## start Records provided

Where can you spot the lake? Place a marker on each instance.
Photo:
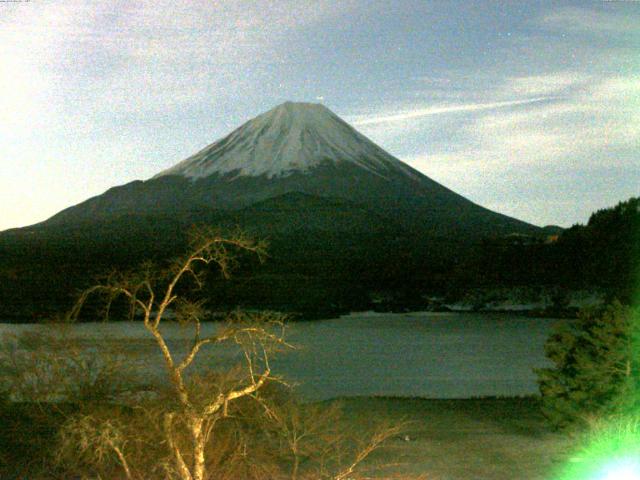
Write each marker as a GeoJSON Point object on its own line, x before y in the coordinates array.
{"type": "Point", "coordinates": [423, 354]}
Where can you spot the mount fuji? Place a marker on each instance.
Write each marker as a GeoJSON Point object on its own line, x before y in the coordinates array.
{"type": "Point", "coordinates": [295, 153]}
{"type": "Point", "coordinates": [344, 219]}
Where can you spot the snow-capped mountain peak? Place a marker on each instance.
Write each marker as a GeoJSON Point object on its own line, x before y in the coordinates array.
{"type": "Point", "coordinates": [292, 137]}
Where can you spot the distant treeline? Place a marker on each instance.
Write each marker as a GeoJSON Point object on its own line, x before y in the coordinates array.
{"type": "Point", "coordinates": [321, 272]}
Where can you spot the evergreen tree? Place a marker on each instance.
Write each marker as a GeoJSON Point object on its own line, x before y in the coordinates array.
{"type": "Point", "coordinates": [596, 366]}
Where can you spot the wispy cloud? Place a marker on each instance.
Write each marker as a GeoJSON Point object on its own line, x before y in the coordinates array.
{"type": "Point", "coordinates": [375, 119]}
{"type": "Point", "coordinates": [590, 21]}
{"type": "Point", "coordinates": [532, 156]}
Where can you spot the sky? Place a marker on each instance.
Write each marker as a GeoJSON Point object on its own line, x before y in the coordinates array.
{"type": "Point", "coordinates": [530, 108]}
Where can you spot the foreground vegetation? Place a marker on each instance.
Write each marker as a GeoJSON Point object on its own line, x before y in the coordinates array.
{"type": "Point", "coordinates": [197, 424]}
{"type": "Point", "coordinates": [477, 439]}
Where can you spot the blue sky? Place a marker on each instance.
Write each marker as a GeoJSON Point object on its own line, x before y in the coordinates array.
{"type": "Point", "coordinates": [528, 108]}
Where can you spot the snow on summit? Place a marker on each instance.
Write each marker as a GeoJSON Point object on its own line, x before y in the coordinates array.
{"type": "Point", "coordinates": [288, 138]}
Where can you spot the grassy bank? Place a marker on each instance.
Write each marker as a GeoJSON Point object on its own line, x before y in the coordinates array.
{"type": "Point", "coordinates": [493, 439]}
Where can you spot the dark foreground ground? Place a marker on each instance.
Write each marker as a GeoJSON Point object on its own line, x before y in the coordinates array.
{"type": "Point", "coordinates": [478, 439]}
{"type": "Point", "coordinates": [492, 439]}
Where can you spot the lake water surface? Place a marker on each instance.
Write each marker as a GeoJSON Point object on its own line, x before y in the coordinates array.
{"type": "Point", "coordinates": [435, 355]}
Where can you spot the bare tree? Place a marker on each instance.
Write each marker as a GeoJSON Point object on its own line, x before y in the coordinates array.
{"type": "Point", "coordinates": [153, 296]}
{"type": "Point", "coordinates": [225, 423]}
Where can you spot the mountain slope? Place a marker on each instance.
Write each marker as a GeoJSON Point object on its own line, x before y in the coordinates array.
{"type": "Point", "coordinates": [304, 148]}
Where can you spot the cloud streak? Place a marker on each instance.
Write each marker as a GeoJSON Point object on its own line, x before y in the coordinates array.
{"type": "Point", "coordinates": [438, 110]}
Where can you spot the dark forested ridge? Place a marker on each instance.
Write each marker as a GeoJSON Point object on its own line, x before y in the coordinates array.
{"type": "Point", "coordinates": [326, 256]}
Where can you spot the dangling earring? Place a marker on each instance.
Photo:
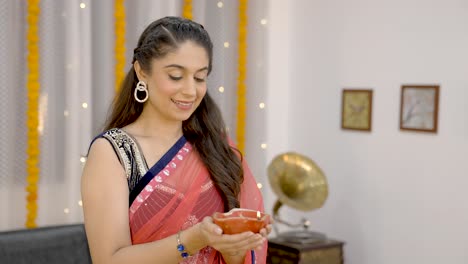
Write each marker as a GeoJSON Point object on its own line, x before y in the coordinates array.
{"type": "Point", "coordinates": [141, 87]}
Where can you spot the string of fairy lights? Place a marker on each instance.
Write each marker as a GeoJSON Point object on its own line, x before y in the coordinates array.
{"type": "Point", "coordinates": [119, 57]}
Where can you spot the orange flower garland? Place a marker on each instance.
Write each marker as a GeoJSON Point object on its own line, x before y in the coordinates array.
{"type": "Point", "coordinates": [32, 120]}
{"type": "Point", "coordinates": [241, 79]}
{"type": "Point", "coordinates": [119, 46]}
{"type": "Point", "coordinates": [187, 9]}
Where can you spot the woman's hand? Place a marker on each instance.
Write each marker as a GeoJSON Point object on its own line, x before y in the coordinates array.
{"type": "Point", "coordinates": [231, 245]}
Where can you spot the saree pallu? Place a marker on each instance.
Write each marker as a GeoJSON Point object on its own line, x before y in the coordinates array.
{"type": "Point", "coordinates": [177, 193]}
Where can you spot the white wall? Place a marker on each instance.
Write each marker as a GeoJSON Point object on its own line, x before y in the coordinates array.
{"type": "Point", "coordinates": [395, 197]}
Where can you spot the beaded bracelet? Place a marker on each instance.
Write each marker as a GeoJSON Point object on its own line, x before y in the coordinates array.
{"type": "Point", "coordinates": [184, 254]}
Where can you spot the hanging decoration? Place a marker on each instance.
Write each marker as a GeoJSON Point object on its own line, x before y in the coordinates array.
{"type": "Point", "coordinates": [187, 9]}
{"type": "Point", "coordinates": [242, 75]}
{"type": "Point", "coordinates": [119, 46]}
{"type": "Point", "coordinates": [32, 118]}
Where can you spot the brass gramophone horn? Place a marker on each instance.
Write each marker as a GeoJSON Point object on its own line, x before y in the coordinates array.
{"type": "Point", "coordinates": [299, 183]}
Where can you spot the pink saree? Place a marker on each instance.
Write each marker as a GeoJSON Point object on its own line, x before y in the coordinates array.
{"type": "Point", "coordinates": [178, 193]}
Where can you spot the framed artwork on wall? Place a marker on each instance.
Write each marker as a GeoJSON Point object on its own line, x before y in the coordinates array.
{"type": "Point", "coordinates": [356, 108]}
{"type": "Point", "coordinates": [419, 107]}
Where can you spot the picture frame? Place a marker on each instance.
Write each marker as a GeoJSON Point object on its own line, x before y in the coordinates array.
{"type": "Point", "coordinates": [419, 107]}
{"type": "Point", "coordinates": [356, 109]}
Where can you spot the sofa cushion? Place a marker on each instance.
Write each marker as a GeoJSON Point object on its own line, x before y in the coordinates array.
{"type": "Point", "coordinates": [55, 244]}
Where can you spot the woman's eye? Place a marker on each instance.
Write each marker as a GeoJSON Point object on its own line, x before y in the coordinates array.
{"type": "Point", "coordinates": [175, 78]}
{"type": "Point", "coordinates": [199, 79]}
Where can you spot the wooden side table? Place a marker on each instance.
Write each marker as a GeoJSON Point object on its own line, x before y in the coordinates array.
{"type": "Point", "coordinates": [324, 252]}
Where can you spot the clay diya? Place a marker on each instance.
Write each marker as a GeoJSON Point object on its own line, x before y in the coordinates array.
{"type": "Point", "coordinates": [240, 220]}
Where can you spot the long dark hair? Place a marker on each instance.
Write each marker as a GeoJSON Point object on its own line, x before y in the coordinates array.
{"type": "Point", "coordinates": [205, 129]}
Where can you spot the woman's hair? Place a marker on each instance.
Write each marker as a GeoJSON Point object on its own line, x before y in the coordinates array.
{"type": "Point", "coordinates": [205, 129]}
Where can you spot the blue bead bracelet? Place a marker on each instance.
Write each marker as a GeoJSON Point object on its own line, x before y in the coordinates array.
{"type": "Point", "coordinates": [183, 253]}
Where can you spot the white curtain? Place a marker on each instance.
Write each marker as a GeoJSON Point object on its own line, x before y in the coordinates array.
{"type": "Point", "coordinates": [77, 86]}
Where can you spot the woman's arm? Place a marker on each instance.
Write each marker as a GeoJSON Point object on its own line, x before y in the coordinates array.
{"type": "Point", "coordinates": [105, 204]}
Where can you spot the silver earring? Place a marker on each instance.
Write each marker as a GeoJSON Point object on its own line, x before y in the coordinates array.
{"type": "Point", "coordinates": [141, 87]}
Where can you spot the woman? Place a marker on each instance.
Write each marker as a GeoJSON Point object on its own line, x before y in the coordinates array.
{"type": "Point", "coordinates": [137, 212]}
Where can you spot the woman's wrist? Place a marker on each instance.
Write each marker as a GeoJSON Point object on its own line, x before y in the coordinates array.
{"type": "Point", "coordinates": [191, 239]}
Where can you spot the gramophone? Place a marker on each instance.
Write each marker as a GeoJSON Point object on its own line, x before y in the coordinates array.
{"type": "Point", "coordinates": [299, 183]}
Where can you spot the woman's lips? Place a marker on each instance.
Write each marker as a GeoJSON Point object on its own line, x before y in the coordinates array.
{"type": "Point", "coordinates": [184, 105]}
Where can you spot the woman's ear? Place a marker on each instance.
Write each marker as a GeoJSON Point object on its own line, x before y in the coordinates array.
{"type": "Point", "coordinates": [139, 71]}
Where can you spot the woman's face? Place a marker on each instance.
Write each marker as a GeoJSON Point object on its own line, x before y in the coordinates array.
{"type": "Point", "coordinates": [177, 82]}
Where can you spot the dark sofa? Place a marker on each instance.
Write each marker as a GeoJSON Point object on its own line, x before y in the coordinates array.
{"type": "Point", "coordinates": [55, 244]}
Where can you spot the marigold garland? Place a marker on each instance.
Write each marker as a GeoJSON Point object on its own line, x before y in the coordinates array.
{"type": "Point", "coordinates": [242, 75]}
{"type": "Point", "coordinates": [32, 119]}
{"type": "Point", "coordinates": [119, 46]}
{"type": "Point", "coordinates": [187, 9]}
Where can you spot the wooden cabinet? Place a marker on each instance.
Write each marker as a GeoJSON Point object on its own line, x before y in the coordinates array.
{"type": "Point", "coordinates": [323, 252]}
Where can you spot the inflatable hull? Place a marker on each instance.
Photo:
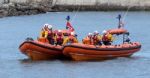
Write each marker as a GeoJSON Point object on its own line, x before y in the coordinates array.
{"type": "Point", "coordinates": [81, 52]}
{"type": "Point", "coordinates": [40, 51]}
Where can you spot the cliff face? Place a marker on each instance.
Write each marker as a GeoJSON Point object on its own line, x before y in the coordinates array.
{"type": "Point", "coordinates": [28, 7]}
{"type": "Point", "coordinates": [24, 7]}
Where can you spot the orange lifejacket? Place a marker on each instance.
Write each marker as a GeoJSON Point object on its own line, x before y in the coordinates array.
{"type": "Point", "coordinates": [107, 37]}
{"type": "Point", "coordinates": [42, 39]}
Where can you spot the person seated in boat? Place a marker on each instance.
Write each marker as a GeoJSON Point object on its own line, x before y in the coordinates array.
{"type": "Point", "coordinates": [72, 38]}
{"type": "Point", "coordinates": [50, 35]}
{"type": "Point", "coordinates": [44, 34]}
{"type": "Point", "coordinates": [97, 38]}
{"type": "Point", "coordinates": [59, 38]}
{"type": "Point", "coordinates": [88, 40]}
{"type": "Point", "coordinates": [107, 38]}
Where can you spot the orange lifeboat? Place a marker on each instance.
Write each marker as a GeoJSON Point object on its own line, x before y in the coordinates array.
{"type": "Point", "coordinates": [82, 52]}
{"type": "Point", "coordinates": [117, 31]}
{"type": "Point", "coordinates": [40, 51]}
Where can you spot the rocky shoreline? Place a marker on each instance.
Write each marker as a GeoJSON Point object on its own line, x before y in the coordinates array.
{"type": "Point", "coordinates": [17, 9]}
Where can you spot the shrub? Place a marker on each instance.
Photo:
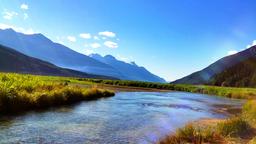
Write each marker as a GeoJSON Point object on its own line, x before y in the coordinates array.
{"type": "Point", "coordinates": [233, 127]}
{"type": "Point", "coordinates": [24, 92]}
{"type": "Point", "coordinates": [192, 134]}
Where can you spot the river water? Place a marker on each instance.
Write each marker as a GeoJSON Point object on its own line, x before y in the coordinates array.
{"type": "Point", "coordinates": [129, 117]}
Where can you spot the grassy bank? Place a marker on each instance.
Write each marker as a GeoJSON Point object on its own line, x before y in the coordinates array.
{"type": "Point", "coordinates": [25, 92]}
{"type": "Point", "coordinates": [240, 93]}
{"type": "Point", "coordinates": [239, 129]}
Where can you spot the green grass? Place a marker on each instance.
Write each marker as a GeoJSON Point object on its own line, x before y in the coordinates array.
{"type": "Point", "coordinates": [235, 128]}
{"type": "Point", "coordinates": [192, 134]}
{"type": "Point", "coordinates": [230, 92]}
{"type": "Point", "coordinates": [20, 92]}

## end Records provided

=== Directive ===
Copy the records verbatim from the line containing "Where can you spot the orange lifeboat?" through the end of the records, including both ends. Leave the pictures out of your copy.

=== Result of this task ===
Where can you spot the orange lifeboat? Place a marker on each instance.
Write each marker as a GeoJSON Point object on its own line, x before y in the coordinates array.
{"type": "Point", "coordinates": [82, 52]}
{"type": "Point", "coordinates": [117, 31]}
{"type": "Point", "coordinates": [40, 51]}
Where can you spot the rocky shoreline? Place a marker on each instance.
Write each marker as a GeoJSON Point object on its own line, x before y in the coordinates array.
{"type": "Point", "coordinates": [17, 9]}
Where can you spot the shrub? Place a marker on each instance.
Photo:
Write each marker as a GeoJSON Point object on its own line, x before y in the coordinates array.
{"type": "Point", "coordinates": [233, 127]}
{"type": "Point", "coordinates": [24, 92]}
{"type": "Point", "coordinates": [192, 134]}
Where can you spot the river water? Place a marker on each instance.
Write each marker as a GeoJSON Point object on its own line, x before y in the coordinates array.
{"type": "Point", "coordinates": [129, 117]}
Where can you spot the grassy bank? Place a marker on each instance.
Write each marker as a GeoJSON Point object on its own line, x before y in the coordinates array.
{"type": "Point", "coordinates": [25, 92]}
{"type": "Point", "coordinates": [240, 93]}
{"type": "Point", "coordinates": [239, 129]}
Where can you spot the green grass? Place a marker on each instance.
Write each marker as a GeoJSON Point object on its own line, x before y in the coordinates array.
{"type": "Point", "coordinates": [235, 128]}
{"type": "Point", "coordinates": [192, 134]}
{"type": "Point", "coordinates": [230, 92]}
{"type": "Point", "coordinates": [20, 92]}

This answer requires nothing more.